▸ **Work order**: Where does the string "sleeve" appear in the records? Copy each line that holds it.

Extracted data entries
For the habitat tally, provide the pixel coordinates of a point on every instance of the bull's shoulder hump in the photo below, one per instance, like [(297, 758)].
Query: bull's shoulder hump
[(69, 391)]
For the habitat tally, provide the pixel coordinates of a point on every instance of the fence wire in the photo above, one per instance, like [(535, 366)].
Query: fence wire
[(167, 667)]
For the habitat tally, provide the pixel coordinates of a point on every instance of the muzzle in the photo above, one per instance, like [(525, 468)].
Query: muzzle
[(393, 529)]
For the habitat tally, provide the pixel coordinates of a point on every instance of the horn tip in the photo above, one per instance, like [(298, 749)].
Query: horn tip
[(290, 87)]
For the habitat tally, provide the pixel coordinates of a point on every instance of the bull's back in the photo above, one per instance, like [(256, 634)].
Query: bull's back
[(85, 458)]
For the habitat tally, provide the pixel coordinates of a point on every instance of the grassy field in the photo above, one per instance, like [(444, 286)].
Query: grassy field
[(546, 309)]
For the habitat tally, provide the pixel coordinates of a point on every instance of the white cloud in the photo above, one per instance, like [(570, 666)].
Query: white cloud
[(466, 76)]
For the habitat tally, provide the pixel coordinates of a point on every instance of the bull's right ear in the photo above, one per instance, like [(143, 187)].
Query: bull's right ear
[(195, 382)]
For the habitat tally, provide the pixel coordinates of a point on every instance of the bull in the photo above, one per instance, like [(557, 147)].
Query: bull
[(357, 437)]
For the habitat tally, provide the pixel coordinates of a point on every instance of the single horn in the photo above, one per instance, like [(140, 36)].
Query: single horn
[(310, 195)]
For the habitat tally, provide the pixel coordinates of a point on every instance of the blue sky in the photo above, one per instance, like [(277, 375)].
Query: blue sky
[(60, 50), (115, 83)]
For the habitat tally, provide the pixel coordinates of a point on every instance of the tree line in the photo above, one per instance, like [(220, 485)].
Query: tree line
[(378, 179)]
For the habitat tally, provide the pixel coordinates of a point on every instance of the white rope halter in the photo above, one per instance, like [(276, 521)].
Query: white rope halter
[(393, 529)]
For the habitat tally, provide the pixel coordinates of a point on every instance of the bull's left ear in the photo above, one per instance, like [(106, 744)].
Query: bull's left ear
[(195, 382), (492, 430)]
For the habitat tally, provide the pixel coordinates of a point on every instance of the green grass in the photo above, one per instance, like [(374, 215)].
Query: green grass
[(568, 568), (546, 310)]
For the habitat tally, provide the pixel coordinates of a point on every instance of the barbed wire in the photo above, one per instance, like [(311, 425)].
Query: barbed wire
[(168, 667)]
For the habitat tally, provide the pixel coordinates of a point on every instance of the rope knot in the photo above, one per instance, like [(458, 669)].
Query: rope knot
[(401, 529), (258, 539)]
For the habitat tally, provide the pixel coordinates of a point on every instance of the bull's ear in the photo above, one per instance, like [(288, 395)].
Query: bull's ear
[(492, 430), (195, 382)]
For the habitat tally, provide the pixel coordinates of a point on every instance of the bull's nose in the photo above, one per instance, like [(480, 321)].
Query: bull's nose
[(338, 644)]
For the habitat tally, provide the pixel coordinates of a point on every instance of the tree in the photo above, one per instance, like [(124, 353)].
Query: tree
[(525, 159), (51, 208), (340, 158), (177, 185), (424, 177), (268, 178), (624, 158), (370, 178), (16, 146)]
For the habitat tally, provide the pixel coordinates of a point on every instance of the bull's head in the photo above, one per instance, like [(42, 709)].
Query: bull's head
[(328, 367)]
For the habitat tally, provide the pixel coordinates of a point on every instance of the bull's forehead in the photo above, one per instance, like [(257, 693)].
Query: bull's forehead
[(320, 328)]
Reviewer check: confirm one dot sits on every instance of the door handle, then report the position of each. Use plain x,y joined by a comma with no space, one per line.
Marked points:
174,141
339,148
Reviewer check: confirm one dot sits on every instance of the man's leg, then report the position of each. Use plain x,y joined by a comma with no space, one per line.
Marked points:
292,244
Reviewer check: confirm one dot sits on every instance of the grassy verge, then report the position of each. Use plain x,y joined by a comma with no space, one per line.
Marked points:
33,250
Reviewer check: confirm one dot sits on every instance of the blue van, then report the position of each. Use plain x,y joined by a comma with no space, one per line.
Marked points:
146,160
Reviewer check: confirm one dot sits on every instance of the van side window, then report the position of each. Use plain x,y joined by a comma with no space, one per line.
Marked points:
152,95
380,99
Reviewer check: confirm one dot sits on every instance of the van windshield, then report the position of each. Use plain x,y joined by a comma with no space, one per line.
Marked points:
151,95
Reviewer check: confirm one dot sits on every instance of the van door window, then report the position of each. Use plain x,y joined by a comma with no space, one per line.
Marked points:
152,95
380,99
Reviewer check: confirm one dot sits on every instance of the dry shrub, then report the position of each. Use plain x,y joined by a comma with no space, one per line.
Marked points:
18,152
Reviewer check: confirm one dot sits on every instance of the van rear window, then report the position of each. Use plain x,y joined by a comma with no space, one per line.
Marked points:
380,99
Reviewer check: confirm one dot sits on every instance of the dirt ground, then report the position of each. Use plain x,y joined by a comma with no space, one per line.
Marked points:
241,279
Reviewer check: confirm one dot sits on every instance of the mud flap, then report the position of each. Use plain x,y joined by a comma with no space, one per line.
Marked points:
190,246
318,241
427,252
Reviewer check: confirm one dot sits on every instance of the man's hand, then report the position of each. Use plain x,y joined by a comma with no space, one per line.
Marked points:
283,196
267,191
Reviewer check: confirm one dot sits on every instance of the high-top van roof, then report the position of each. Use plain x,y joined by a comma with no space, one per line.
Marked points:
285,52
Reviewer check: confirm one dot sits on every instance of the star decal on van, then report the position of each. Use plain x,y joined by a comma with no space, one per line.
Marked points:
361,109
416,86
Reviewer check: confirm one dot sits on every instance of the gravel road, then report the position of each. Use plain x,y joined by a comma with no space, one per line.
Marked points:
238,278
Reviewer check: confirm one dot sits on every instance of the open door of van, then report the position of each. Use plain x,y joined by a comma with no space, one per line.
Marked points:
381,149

---

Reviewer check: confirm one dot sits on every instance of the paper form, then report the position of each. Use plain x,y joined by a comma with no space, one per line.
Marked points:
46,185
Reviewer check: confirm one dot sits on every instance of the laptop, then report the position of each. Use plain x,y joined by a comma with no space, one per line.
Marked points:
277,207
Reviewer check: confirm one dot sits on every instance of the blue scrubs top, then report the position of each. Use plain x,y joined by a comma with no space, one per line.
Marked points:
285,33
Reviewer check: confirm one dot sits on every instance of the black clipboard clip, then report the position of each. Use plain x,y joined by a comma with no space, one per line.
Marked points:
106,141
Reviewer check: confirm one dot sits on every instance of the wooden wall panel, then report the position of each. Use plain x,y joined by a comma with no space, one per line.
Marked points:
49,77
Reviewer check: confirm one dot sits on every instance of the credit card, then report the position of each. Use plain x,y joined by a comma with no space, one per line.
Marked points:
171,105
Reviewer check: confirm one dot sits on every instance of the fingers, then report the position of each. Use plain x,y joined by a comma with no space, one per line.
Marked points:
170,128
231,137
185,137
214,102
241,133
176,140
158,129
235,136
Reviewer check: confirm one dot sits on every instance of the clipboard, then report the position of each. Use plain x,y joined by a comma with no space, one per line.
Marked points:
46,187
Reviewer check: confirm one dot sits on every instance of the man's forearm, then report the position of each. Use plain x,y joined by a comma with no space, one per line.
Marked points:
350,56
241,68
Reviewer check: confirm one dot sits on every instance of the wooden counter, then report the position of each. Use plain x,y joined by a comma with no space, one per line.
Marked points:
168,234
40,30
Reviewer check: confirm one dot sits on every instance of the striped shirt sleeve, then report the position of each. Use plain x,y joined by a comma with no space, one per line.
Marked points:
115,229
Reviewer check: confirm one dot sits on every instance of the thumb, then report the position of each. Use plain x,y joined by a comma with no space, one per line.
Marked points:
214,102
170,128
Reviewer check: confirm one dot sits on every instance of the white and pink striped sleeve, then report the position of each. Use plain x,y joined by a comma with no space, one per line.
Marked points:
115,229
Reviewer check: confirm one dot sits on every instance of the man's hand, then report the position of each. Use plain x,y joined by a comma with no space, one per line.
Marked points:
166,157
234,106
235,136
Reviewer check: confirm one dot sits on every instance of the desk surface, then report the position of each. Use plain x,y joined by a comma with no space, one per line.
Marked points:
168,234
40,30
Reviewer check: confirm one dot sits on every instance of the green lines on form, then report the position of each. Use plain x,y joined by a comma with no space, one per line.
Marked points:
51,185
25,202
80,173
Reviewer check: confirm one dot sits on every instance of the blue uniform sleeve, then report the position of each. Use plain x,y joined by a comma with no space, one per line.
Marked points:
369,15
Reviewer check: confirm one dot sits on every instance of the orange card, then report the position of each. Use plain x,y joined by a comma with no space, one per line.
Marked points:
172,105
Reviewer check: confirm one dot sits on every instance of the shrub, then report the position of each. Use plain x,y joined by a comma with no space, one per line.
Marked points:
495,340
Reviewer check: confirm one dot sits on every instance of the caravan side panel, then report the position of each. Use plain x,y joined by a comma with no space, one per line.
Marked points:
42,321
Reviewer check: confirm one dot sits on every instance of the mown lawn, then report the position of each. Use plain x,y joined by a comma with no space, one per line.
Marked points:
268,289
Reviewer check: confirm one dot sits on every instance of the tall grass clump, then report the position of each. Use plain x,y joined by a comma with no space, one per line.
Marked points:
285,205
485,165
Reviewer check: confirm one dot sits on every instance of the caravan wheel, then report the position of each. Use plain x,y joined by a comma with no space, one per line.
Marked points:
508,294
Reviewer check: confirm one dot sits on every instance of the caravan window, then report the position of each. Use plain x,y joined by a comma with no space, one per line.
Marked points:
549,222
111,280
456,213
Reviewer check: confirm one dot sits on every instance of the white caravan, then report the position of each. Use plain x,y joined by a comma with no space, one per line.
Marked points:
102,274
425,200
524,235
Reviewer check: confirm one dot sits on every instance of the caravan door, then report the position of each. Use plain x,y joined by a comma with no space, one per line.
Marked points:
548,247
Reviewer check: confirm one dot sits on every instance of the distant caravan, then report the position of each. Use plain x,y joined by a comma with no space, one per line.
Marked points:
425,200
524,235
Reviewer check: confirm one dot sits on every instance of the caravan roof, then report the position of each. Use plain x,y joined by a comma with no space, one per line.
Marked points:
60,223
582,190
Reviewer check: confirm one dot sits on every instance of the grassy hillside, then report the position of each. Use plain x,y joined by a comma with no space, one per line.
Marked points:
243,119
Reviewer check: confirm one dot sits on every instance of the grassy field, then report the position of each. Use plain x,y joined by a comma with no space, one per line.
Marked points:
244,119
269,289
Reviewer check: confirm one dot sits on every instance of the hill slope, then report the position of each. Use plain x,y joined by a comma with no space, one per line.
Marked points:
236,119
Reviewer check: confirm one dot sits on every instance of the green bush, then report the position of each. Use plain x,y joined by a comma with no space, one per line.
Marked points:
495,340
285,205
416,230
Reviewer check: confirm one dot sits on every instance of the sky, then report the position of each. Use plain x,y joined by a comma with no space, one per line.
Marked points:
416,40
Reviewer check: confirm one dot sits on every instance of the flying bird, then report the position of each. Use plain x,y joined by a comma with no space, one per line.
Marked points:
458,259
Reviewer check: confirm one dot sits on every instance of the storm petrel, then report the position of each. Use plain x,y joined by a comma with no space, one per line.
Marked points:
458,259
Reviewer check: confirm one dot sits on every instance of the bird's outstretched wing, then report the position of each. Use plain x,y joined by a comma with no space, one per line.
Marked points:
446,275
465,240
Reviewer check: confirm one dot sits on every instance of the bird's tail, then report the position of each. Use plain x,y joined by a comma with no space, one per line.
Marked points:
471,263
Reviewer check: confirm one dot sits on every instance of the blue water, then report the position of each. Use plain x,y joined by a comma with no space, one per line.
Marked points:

▸ **Answer section**:
Reviewer check: confirm one dot sits on every instance of the striped shirt sleeve, then report the position of each. Use plain x,y joined by a comma with no space, one per line.
Reviewer check: confirm one dot sits on every instance of the white and pink striped sleeve, then report the position of each. Use plain x,y joined by a comma with no space, one per line.
Reviewer check: confirm one dot sits on every instance of the blue uniform sleeve, then report the position of each. Use plain x,y joined by a comma with no space, one per line.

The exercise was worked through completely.